Exercise:
Give the entries from the start through the line containing "M 232 225 L", inclusive, as a two-column CSV with columns input and output, one row per entry. Put each entry's text and its answer in one quoted field each, with line breaks replaced by spaces.

+ + + + +

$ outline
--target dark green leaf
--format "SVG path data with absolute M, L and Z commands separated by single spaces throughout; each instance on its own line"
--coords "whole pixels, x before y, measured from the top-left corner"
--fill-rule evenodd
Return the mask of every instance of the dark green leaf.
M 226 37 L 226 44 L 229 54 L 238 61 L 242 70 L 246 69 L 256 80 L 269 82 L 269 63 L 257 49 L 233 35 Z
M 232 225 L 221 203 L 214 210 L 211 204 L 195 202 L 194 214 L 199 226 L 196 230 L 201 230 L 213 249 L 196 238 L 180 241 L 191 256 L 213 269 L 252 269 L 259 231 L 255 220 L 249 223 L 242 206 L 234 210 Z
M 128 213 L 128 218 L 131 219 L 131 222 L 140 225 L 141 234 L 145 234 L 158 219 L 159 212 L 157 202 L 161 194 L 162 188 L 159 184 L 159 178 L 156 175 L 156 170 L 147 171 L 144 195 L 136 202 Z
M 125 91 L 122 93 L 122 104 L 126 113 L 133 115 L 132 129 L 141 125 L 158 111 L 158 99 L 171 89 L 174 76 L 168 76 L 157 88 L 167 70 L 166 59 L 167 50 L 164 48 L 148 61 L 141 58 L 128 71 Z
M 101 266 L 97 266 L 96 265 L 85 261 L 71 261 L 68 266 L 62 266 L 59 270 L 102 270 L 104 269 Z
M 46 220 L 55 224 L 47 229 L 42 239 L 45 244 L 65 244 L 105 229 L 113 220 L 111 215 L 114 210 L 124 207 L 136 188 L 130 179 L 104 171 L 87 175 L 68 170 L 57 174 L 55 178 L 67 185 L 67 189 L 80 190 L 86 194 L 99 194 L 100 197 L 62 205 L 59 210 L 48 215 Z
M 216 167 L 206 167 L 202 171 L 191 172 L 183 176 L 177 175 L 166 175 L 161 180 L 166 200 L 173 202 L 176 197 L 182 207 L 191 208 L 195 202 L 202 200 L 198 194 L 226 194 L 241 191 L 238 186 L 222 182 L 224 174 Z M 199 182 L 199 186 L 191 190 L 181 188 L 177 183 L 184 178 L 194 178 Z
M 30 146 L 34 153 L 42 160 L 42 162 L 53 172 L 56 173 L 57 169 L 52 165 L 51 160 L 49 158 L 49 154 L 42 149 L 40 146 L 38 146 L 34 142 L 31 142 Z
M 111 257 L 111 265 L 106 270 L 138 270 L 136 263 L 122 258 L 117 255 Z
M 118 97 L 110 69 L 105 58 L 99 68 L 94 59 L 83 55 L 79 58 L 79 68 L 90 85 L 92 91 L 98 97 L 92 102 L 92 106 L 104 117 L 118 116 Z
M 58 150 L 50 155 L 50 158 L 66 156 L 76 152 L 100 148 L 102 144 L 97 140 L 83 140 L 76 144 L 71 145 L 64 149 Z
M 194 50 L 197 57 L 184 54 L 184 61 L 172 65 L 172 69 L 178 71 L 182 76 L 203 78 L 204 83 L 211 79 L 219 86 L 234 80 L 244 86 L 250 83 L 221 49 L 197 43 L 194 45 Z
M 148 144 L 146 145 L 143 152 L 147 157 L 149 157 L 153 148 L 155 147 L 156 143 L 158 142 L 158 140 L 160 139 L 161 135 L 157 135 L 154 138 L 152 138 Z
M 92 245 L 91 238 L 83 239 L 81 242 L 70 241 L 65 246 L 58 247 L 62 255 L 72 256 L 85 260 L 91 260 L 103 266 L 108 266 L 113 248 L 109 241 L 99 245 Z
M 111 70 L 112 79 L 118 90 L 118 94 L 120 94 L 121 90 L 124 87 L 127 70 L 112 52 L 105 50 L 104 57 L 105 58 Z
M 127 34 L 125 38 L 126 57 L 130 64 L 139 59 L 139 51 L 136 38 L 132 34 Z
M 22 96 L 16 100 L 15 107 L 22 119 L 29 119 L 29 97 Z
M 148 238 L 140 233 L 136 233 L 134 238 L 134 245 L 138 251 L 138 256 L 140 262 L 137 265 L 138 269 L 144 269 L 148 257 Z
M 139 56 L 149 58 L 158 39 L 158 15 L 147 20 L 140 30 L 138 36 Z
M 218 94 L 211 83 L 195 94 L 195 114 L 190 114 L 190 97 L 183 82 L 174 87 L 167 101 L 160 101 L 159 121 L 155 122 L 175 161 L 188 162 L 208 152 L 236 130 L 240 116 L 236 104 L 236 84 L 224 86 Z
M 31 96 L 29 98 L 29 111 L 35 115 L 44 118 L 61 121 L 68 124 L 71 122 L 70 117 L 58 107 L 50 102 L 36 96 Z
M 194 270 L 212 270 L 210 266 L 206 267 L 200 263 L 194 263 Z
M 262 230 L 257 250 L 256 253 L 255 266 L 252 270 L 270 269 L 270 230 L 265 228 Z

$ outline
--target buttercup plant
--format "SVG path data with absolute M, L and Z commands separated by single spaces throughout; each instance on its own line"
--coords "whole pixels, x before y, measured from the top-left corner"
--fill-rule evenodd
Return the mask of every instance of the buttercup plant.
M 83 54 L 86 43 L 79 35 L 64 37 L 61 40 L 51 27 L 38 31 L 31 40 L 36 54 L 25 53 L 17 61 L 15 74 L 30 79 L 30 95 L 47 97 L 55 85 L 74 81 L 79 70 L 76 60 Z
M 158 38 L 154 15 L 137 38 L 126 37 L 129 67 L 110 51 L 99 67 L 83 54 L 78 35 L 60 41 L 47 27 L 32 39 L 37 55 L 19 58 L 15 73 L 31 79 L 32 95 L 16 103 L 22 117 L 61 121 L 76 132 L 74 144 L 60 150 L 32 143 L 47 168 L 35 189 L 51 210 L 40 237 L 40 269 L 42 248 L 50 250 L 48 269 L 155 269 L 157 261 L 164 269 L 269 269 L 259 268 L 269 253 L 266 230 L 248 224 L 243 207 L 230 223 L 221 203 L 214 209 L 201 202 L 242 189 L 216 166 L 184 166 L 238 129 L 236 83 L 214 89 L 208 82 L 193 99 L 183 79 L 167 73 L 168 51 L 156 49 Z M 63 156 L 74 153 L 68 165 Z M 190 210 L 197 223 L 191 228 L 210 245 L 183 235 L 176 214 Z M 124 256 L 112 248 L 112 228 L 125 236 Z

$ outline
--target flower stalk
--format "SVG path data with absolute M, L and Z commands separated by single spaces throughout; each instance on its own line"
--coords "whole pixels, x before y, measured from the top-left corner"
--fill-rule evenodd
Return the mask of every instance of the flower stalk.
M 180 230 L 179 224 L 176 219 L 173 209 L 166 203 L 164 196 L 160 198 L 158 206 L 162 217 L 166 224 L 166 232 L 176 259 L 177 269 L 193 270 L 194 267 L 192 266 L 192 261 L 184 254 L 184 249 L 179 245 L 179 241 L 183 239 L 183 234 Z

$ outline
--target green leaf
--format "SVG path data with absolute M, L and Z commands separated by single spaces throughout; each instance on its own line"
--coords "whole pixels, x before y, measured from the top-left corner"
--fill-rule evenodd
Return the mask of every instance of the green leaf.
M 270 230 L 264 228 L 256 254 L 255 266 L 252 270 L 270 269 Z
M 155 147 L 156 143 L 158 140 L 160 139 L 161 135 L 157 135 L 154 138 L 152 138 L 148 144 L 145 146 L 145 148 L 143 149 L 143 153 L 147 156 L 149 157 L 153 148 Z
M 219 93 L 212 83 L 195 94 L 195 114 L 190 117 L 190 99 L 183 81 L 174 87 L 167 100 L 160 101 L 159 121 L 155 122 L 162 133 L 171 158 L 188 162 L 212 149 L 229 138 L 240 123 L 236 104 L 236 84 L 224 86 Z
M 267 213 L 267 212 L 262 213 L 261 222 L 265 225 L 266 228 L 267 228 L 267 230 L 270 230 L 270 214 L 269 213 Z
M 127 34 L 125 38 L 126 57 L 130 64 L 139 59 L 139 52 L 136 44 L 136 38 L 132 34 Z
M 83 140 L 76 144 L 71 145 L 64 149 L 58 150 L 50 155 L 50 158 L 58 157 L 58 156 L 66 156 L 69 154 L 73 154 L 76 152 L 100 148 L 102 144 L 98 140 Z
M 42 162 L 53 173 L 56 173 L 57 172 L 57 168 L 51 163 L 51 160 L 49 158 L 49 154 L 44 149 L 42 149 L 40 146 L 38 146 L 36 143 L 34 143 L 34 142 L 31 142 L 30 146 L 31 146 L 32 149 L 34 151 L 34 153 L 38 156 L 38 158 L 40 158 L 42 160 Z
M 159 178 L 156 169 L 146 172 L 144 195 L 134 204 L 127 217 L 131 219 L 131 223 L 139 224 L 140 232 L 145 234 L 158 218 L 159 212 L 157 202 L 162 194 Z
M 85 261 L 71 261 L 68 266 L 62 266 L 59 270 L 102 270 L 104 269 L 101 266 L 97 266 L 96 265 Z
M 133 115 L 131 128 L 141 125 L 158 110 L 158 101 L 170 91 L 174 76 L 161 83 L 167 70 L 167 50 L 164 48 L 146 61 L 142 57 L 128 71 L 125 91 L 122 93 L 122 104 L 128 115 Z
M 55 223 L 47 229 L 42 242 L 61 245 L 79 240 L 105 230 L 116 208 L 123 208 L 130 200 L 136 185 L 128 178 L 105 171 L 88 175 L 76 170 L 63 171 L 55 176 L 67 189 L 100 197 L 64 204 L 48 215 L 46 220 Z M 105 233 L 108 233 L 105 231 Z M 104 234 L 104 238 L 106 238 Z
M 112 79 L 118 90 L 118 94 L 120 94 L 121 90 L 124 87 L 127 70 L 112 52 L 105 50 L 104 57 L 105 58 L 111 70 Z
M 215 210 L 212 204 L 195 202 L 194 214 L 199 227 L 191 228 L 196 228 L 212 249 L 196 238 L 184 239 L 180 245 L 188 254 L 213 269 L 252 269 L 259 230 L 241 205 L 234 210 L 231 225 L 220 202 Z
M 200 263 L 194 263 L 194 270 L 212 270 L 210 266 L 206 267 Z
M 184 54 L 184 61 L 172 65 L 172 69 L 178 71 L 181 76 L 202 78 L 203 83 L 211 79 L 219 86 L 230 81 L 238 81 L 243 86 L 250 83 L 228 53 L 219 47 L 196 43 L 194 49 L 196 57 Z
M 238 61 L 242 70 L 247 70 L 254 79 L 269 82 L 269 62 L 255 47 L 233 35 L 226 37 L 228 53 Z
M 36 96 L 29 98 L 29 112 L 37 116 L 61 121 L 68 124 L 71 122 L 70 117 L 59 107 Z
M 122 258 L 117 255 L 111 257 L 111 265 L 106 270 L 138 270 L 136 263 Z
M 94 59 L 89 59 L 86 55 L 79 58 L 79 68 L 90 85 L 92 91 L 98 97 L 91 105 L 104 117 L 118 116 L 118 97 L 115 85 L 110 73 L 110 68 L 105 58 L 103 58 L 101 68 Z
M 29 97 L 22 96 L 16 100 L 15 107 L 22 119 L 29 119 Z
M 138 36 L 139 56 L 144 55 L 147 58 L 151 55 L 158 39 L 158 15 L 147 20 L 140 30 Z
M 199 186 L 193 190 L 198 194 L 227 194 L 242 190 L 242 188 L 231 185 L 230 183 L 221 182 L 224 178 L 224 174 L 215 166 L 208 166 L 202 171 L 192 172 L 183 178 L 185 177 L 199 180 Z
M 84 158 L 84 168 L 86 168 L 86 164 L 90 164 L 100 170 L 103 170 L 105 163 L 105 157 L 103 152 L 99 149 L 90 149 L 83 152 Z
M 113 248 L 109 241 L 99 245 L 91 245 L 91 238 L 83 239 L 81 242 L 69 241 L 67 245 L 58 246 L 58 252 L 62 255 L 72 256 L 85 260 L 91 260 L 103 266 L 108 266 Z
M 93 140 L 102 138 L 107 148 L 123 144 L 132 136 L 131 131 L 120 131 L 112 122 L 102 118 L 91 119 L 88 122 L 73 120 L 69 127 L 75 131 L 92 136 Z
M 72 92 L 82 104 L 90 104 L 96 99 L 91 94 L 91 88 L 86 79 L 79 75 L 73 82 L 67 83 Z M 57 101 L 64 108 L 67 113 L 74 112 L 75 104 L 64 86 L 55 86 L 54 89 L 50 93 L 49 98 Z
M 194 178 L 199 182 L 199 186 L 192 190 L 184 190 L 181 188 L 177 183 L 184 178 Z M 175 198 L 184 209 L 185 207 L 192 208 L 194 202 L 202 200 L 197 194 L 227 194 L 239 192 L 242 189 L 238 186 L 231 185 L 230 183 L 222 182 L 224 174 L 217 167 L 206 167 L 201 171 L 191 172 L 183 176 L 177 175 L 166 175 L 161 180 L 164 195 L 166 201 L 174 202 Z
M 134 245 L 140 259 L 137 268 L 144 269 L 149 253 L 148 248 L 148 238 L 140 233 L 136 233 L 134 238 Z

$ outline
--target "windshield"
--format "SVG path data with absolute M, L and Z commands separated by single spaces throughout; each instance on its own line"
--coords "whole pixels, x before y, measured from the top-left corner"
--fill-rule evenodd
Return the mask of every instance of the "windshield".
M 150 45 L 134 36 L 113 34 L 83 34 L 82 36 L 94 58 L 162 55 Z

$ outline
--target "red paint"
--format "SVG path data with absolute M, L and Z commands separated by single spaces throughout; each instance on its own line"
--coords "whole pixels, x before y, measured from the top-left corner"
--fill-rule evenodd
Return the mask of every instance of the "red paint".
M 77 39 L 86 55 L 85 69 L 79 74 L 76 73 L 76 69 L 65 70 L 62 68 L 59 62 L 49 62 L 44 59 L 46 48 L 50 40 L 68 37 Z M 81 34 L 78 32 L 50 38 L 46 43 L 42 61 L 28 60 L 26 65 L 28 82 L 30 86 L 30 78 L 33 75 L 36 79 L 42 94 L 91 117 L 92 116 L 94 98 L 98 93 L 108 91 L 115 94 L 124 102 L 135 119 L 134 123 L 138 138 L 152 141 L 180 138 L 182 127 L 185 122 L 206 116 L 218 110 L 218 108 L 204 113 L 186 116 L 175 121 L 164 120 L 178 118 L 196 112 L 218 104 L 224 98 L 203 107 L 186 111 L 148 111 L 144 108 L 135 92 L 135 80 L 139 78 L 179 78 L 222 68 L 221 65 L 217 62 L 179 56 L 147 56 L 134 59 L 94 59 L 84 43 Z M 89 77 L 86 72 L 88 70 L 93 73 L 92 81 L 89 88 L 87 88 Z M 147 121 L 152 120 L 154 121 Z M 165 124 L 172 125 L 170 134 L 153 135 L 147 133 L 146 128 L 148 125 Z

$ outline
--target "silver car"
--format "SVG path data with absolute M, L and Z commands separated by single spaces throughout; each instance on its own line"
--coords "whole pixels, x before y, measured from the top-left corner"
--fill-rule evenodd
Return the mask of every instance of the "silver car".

+ + + + +

The response:
input,output
"$ outline --target dark green leaf --format ""SVG path data with absolute M, L and Z commands separated by single spaces throughout; each instance on its own line"" --coords ""whole pixels, x before y, measured from the top-left corner"" --fill-rule evenodd Return the mask of every instance of the dark green leaf.","M 226 37 L 226 44 L 229 54 L 238 61 L 242 70 L 246 69 L 256 80 L 269 82 L 269 63 L 257 49 L 233 35 Z M 232 225 L 221 203 L 214 210 L 211 204 L 195 202 L 194 214 L 199 226 L 196 230 L 201 230 L 213 249 L 196 238 L 180 241 L 191 256 L 213 269 L 252 269 L 259 231 L 255 220 L 249 223 L 242 206 L 234 210 Z"